» SOURCE TEXT
--------------------------------------------------
Had the NHMRC not set out to deliberately lower the guidelines it would be advising men they could be consuming up to 20 drinks a week if they spread their drinking out over seven days.”

Updated

If you haven’t had a chance to read this story, you probably should:

Scott Morrison does not yet have a speaker’s spot at a global climate ambition summit this weekend despite telling parliament last week he intended to use an appearance at the event to “correct mistruths” about his government’s heavily criticised record on emissions reduction.

A government spokesman on Monday night said Australia had been invited to take part in the 12 December summit “both personally by [British] prime minister Boris Johnson during a phone call with prime minister Morrison, and again in writing by the leaders of hosting nations: the United Kingdom, France, Italy, Chile and also the United Nations”.

But diplomatic sources have told Guardian Australia there had been debate among the co-hosts including Britain – which is hosting the next major climate conference in Glasgow in 2021 and has taken a leading role in calling on countries to do more – as to whether Morrison should be approved to speak at the summit given the widespread view Australia is a laggard on climate commitments.

Save the Children wants to have youth voices heard in Australia’s climate policy debate, arguing young people are more impacted by the changes and deserve a louder voice.

CEO Paul Ronalds said Australia had failed to take the views of its younger generations into account – and instead, sought to discourage them:

No group is more vulnerable to impacts of climate change than children, yet Australia has not taken children’s views into account in making decisions about climate change.

In fact, they have actively discouraged children from expressing their views by participating in advocacy actions like the School Strikes 4 Climate.

The climate emergency is here and children’s voices must be heard given the immediate and long term impact it has for them.

Changes in temperature, air and water quality and nutrition have severe and long-term impacts on a child’s health, development and well-being.
--------------------------------------------------
» DATASET EXCERPTS
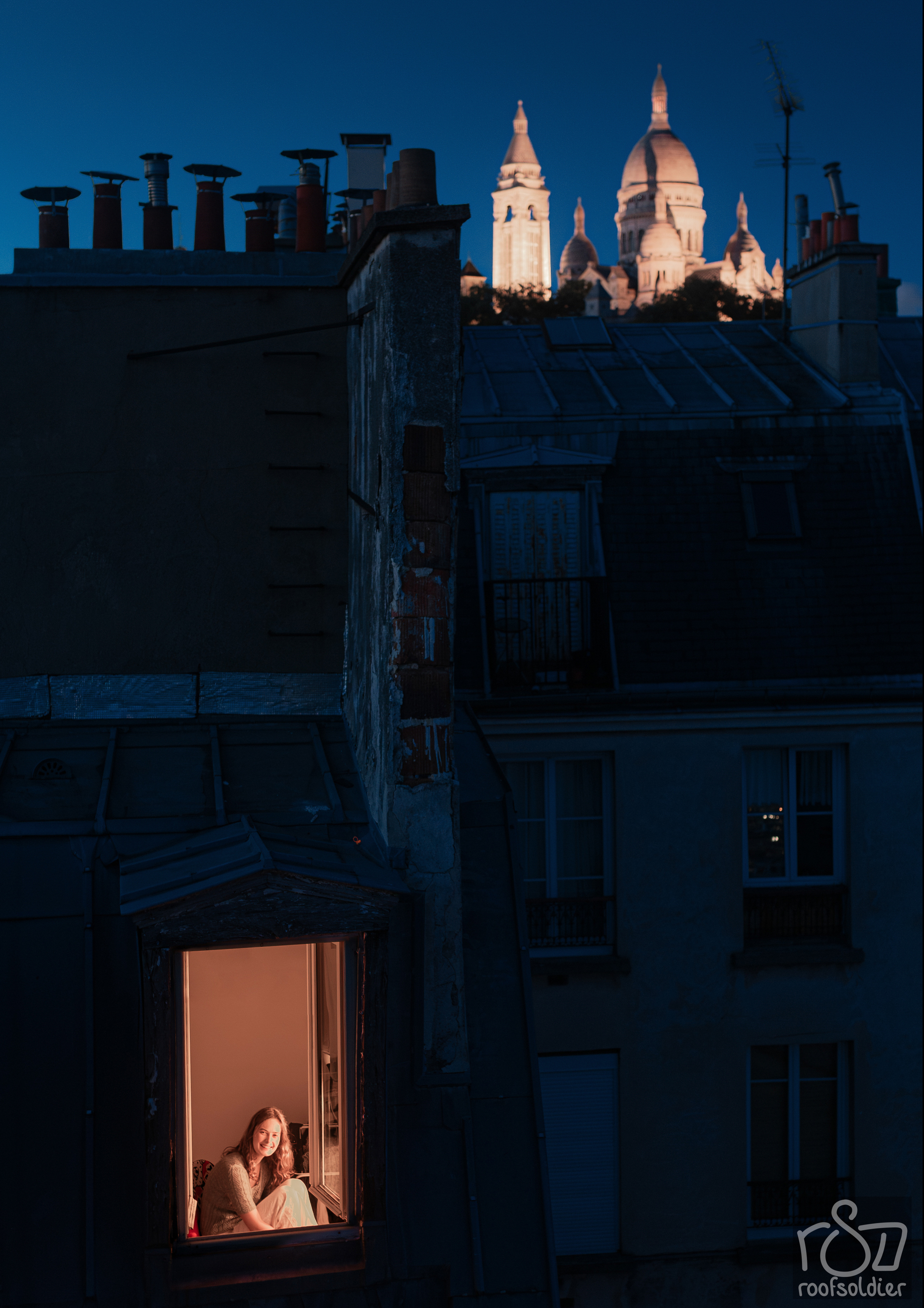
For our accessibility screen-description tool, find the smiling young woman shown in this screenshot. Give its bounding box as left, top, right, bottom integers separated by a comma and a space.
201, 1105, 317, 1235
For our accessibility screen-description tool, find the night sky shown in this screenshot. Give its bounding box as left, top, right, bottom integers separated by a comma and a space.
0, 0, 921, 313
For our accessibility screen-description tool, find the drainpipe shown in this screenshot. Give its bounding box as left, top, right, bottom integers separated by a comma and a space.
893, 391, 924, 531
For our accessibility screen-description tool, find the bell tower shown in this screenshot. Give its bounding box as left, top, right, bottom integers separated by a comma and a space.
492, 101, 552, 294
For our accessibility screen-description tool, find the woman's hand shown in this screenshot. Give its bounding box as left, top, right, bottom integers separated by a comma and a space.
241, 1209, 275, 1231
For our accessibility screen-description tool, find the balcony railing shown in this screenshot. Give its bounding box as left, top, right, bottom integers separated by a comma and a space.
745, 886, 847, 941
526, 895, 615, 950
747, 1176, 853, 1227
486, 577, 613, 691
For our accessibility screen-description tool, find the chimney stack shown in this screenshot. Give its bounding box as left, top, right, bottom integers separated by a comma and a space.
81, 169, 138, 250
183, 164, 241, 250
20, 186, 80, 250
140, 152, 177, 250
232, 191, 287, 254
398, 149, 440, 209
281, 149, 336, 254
--------------------------------------------------
» REQUIRED WORK
1 > According to the source text, on what date is the global climate ambition summit being held?
2 > In the source text, reproduce the passage from "Save the Children" to "Strikes 4 Climate.", changing "advocacy actions" to "protest actions".

» ACTIVITY ANSWERS
1 > 12 December

2 >
Save the Children wants to have youth voices heard in Australia’s climate policy debate, arguing young people are more impacted by the changes and deserve a louder voice.

CEO Paul Ronalds said Australia had failed to take the views of its younger generations into account – and instead, sought to discourage them:

No group is more vulnerable to impacts of climate change than children, yet Australia has not taken children’s views into account in making decisions about climate change.

In fact, they have actively discouraged children from expressing their views by participating in protest actions like the School Strikes 4 Climate.